__WHAT YOU SHOULD DO__
Extract the whole listing as it stands. Do not include the pictures.

-- begin EXTRACTED DATA --

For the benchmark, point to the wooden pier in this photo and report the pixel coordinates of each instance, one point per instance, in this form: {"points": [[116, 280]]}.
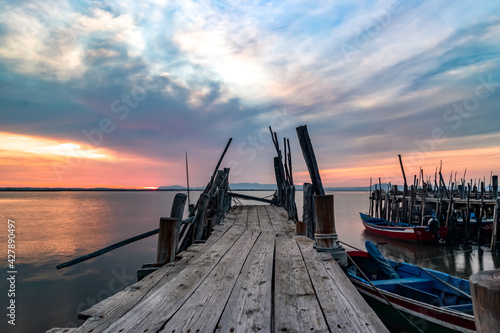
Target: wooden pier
{"points": [[461, 206], [240, 269], [253, 274]]}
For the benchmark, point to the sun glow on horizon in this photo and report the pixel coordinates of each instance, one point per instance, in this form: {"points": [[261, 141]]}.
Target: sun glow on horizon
{"points": [[19, 144]]}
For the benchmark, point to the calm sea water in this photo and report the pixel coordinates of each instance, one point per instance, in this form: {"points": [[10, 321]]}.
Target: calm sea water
{"points": [[54, 227]]}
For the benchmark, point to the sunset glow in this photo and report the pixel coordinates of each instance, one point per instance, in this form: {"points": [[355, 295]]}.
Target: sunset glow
{"points": [[96, 95]]}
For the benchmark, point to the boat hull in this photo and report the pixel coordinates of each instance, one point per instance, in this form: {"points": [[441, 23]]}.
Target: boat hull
{"points": [[427, 320], [428, 317], [406, 233]]}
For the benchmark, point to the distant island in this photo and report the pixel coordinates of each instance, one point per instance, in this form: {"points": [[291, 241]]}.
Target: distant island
{"points": [[233, 187]]}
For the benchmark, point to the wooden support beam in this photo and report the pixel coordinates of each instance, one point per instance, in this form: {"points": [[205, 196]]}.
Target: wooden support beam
{"points": [[308, 209], [494, 235], [279, 181], [424, 201], [325, 221], [177, 210], [310, 159], [167, 240], [199, 219]]}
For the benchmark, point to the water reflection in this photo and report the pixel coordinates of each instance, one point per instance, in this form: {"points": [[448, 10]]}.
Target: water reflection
{"points": [[53, 227]]}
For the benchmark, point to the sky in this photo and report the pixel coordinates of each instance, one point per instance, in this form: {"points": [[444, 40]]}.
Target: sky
{"points": [[114, 93]]}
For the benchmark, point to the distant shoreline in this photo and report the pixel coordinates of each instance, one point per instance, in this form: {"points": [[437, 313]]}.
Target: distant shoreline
{"points": [[150, 190]]}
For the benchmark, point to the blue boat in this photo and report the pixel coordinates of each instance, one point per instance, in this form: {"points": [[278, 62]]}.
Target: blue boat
{"points": [[433, 301]]}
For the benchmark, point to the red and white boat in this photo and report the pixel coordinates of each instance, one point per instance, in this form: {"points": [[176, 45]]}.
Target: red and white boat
{"points": [[431, 233]]}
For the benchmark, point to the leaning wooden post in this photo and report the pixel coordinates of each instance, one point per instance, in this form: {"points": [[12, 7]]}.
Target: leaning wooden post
{"points": [[424, 200], [494, 236], [178, 209], [485, 291], [395, 204], [199, 218], [279, 181], [167, 241], [310, 159], [326, 236], [308, 210]]}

-- end EXTRACTED DATA --

__TASK RESULT__
For the benchmark, point to the wooden pier in this photo and report the pixel coordinates of each instance, one point per instance, in this form: {"points": [[116, 280]]}.
Target: wooden pier
{"points": [[461, 206], [240, 269], [253, 274]]}
For the benchmark, point to the sun glow on horizon in this photo and report the pixel coordinates of each instance, one point per instance, in this form: {"points": [[261, 141]]}.
Target: sun glow on horizon
{"points": [[19, 144]]}
For the benchmark, point to the calm sea water in this photo and report the pixel coordinates of each instance, one point per instance, in this form: {"points": [[10, 321]]}.
Target: calm sea water
{"points": [[54, 227]]}
For the benchmark, point to the sunset glow in this photo and report the pixel coordinates of each instance, one point per instance, in this form: {"points": [[355, 295]]}.
Target: sunset glow
{"points": [[96, 95]]}
For the benchmark, point to the boat hull in this photo and report the pixel coordinates of each instance, one point per instance, in this form: {"points": [[441, 23]]}.
Target: boat hull
{"points": [[427, 320], [428, 317], [406, 233]]}
For the benchmark, point to the distant island in this photo and report the pixel coordinates of each instance, one point per instance, in this form: {"points": [[291, 241]]}.
Target: distant island
{"points": [[233, 187]]}
For the benchmark, point to the wooden support beam in this photo and report the pixel coordinates of each instance, one point per instance, in this form: {"points": [[205, 196]]}.
Target: wooden support beam
{"points": [[308, 209], [494, 235], [279, 181], [424, 201], [325, 221], [177, 210], [310, 159], [167, 240], [199, 219]]}
For the benchmark, point to the water reflection in this photo and report the pixel coordinates of each instance, one point per instance, in this form: {"points": [[448, 10]]}.
Target: water reflection
{"points": [[53, 227]]}
For the benchmark, point to the sky in this photo and report the pixel coordinates of each instance, one point per instance, in this form: {"points": [[444, 40]]}.
Target: sky
{"points": [[114, 93]]}
For the benchmark, point to the distant shoreline in this photo and report the pixel coordinates of each instance, one point per instance, in this form: {"points": [[437, 313]]}.
Target: distant shoreline
{"points": [[150, 190]]}
For the benchmark, point to the blue boat in this photo and report the pixel coordinates of each instance, one point per instance, in this form: {"points": [[278, 62]]}.
Target: blue boat
{"points": [[433, 301]]}
For the benchmark, point to the red and white boat in this photo and report the pixel coordinates of each instance, one point per instance, in this form: {"points": [[176, 45]]}.
Target: red and white boat
{"points": [[431, 233]]}
For the benchmark, point to the leaning wooden post in this photo and report the pixel coordinates of each instance, one point per instance, in this form: {"points": [[12, 7]]}.
Target: leaning wooden post
{"points": [[424, 200], [494, 236], [178, 209], [485, 291], [395, 204], [199, 218], [279, 181], [167, 241], [310, 159], [326, 236], [308, 210]]}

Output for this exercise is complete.